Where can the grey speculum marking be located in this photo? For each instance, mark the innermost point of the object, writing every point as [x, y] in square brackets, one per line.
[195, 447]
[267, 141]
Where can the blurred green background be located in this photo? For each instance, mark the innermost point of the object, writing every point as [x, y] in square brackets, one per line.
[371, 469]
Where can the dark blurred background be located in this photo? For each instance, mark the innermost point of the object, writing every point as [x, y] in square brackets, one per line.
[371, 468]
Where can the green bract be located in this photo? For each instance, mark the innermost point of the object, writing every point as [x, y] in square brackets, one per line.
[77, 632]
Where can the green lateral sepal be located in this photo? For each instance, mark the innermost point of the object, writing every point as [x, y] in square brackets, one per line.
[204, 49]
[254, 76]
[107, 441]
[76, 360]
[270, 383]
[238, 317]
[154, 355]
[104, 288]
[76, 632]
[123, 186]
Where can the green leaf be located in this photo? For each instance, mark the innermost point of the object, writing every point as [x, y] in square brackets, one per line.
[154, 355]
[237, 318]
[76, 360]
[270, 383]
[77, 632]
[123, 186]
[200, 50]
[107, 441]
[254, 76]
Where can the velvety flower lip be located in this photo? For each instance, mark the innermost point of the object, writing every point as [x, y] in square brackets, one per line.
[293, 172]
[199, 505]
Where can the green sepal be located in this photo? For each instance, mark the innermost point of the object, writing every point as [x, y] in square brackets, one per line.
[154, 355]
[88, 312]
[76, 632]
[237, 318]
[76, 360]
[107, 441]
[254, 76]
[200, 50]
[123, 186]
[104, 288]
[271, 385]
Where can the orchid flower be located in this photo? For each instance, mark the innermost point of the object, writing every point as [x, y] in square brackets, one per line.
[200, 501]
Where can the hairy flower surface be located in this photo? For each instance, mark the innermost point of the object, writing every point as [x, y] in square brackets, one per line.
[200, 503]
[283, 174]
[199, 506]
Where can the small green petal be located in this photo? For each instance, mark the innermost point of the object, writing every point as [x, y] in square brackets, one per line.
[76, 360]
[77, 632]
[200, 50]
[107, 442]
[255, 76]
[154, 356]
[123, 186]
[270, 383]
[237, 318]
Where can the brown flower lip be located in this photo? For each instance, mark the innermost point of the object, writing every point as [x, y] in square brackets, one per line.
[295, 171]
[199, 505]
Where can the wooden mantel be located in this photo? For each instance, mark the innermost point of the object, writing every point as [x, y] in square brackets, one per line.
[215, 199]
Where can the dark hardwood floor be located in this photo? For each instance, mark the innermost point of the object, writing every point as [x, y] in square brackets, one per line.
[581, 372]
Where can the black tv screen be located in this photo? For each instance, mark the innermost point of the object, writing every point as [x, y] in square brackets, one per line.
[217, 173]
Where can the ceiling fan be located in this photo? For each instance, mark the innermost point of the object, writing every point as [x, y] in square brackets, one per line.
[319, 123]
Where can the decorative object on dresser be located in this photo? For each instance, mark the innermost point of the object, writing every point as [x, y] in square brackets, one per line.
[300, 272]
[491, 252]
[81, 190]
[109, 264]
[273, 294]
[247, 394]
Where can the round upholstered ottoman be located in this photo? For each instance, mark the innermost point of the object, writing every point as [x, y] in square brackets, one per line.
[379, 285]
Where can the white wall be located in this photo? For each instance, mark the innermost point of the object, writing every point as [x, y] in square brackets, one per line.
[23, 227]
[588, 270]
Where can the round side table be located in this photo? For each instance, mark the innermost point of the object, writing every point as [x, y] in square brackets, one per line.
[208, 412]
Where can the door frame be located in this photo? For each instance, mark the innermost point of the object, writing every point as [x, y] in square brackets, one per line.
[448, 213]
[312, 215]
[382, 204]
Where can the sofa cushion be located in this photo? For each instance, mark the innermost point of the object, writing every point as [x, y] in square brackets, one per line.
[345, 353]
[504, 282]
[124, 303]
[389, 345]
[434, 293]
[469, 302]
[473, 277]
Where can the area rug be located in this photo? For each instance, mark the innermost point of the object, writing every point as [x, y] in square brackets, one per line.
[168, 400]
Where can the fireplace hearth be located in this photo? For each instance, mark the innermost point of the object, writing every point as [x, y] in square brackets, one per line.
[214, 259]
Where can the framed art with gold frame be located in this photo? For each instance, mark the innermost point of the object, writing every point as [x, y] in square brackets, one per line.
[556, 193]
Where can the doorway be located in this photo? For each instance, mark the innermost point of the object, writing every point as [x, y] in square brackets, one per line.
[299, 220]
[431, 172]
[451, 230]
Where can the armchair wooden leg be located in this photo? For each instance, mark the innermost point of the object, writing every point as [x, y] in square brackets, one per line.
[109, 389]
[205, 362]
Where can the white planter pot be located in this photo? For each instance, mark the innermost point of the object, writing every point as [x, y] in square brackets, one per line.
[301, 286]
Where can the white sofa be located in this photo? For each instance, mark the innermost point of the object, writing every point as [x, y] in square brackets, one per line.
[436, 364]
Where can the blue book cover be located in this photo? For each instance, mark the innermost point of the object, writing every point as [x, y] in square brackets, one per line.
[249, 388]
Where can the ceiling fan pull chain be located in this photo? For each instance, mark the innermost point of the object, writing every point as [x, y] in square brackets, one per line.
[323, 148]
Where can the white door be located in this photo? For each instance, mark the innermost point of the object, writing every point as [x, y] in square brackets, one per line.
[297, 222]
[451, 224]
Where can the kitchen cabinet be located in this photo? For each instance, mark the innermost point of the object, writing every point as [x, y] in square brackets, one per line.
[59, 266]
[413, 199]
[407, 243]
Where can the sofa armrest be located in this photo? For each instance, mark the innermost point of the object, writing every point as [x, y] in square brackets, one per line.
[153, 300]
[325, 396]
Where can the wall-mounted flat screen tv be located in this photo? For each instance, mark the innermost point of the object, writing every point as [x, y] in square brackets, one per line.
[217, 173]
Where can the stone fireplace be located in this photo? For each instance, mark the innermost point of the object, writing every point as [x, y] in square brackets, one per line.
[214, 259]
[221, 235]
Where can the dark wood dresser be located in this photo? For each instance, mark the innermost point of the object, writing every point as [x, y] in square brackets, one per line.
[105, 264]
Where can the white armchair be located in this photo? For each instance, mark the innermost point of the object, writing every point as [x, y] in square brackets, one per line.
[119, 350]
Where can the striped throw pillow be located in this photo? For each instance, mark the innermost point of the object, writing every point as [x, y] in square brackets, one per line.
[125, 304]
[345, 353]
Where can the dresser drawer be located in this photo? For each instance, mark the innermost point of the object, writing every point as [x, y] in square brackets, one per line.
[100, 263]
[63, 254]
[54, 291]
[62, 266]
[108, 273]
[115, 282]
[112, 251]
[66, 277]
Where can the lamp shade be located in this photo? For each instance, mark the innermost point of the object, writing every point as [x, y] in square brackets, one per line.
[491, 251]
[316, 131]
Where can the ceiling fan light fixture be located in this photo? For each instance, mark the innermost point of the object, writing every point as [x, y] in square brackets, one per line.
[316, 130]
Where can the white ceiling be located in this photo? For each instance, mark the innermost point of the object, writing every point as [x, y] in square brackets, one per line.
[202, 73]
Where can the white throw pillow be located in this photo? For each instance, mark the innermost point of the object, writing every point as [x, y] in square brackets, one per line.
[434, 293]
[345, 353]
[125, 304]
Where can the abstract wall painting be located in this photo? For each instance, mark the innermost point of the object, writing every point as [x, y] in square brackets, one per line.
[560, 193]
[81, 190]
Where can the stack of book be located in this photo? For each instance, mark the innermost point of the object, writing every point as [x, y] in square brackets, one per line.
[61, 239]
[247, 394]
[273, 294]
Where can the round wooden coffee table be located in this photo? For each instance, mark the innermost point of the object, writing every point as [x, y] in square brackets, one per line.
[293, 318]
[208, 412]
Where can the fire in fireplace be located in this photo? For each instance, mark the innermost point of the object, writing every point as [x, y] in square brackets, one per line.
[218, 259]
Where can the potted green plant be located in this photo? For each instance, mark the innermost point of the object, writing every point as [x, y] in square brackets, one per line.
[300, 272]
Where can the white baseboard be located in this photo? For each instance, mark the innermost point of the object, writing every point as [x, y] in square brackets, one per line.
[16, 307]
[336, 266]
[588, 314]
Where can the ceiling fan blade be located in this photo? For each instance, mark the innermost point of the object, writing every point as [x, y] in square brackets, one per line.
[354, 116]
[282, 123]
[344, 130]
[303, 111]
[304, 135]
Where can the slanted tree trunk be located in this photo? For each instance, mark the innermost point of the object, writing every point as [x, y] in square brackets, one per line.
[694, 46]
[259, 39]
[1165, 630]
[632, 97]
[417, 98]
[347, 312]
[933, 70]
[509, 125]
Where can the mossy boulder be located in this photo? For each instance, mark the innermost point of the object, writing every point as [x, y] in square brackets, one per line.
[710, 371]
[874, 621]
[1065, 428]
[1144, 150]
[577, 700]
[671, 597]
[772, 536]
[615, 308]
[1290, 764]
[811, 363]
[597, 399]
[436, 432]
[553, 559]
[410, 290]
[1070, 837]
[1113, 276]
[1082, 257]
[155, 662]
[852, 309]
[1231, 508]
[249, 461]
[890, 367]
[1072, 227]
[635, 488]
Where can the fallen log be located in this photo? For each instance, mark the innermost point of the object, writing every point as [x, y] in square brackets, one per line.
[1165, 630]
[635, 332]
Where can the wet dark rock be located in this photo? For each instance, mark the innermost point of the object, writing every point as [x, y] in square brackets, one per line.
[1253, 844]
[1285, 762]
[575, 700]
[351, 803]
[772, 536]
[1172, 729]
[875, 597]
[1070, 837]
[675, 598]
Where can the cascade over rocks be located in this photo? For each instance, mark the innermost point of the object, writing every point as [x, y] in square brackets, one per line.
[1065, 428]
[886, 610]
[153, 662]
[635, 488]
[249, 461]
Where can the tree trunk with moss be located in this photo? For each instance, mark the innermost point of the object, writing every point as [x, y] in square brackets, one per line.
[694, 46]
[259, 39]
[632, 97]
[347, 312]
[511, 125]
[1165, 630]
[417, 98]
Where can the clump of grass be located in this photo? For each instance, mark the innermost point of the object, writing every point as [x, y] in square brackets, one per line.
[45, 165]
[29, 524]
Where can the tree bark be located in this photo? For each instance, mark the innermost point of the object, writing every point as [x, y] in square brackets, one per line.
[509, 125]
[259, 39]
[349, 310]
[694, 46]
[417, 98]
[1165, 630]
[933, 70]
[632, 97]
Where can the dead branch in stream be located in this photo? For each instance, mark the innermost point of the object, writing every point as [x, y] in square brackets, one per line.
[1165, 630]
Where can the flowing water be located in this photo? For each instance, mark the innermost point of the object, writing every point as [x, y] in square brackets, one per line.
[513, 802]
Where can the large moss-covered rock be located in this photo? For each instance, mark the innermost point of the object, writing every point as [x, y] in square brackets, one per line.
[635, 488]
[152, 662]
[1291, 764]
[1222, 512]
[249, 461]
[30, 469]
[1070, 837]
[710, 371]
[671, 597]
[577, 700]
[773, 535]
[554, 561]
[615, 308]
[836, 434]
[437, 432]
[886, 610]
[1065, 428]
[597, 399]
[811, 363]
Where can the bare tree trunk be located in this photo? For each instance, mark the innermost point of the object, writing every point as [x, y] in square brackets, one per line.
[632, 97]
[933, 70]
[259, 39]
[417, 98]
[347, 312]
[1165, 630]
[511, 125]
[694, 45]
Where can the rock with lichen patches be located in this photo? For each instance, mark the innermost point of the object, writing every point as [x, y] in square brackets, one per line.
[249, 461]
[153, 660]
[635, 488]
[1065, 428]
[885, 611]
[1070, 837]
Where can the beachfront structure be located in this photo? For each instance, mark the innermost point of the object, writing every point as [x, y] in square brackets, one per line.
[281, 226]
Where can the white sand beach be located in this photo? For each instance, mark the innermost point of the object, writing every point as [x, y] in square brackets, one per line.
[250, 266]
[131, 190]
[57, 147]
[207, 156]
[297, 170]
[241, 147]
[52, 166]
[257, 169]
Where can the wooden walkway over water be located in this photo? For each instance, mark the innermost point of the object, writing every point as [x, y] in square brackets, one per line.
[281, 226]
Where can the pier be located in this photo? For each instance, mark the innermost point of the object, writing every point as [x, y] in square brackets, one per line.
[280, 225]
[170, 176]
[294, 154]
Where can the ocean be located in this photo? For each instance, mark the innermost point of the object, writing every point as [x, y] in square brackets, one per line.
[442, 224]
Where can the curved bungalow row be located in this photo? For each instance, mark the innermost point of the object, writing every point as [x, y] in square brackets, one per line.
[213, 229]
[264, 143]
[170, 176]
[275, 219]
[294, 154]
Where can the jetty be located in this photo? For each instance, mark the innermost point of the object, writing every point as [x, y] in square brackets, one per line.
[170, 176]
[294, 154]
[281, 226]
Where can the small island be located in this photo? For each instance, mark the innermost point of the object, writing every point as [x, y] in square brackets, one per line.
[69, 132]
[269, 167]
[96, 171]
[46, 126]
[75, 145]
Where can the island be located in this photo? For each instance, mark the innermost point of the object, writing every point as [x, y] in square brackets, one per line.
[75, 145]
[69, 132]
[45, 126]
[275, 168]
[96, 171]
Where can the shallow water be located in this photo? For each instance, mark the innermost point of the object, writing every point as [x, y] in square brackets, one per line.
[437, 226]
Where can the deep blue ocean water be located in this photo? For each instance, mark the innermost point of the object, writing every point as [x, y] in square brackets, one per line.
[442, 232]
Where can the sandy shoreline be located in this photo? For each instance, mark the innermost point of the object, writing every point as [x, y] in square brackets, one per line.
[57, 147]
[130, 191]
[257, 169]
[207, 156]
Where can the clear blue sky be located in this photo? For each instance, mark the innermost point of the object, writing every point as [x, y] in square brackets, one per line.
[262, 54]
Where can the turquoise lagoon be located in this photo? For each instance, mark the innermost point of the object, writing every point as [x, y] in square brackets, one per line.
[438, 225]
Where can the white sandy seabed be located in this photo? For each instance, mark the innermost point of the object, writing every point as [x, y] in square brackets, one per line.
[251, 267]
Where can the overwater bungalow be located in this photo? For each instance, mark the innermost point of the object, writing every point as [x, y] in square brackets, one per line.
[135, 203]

• **ACTION ITEM**
Find "Where can the white sandy" in the data above, then repeat that line and all lines after it exactly, ending with the final line.

• **RESPONSE BOX**
Where can the white sandy seabed be located in this photo? For each instance, mark the innermost point of the object, writing every point as [x, y] in square brackets, one per line.
[251, 267]
Where can the overwater bungalow be located in this photo? For each instance, mark the innermost point of the object, writing every point as [x, y] in square brackets, one per line.
[135, 203]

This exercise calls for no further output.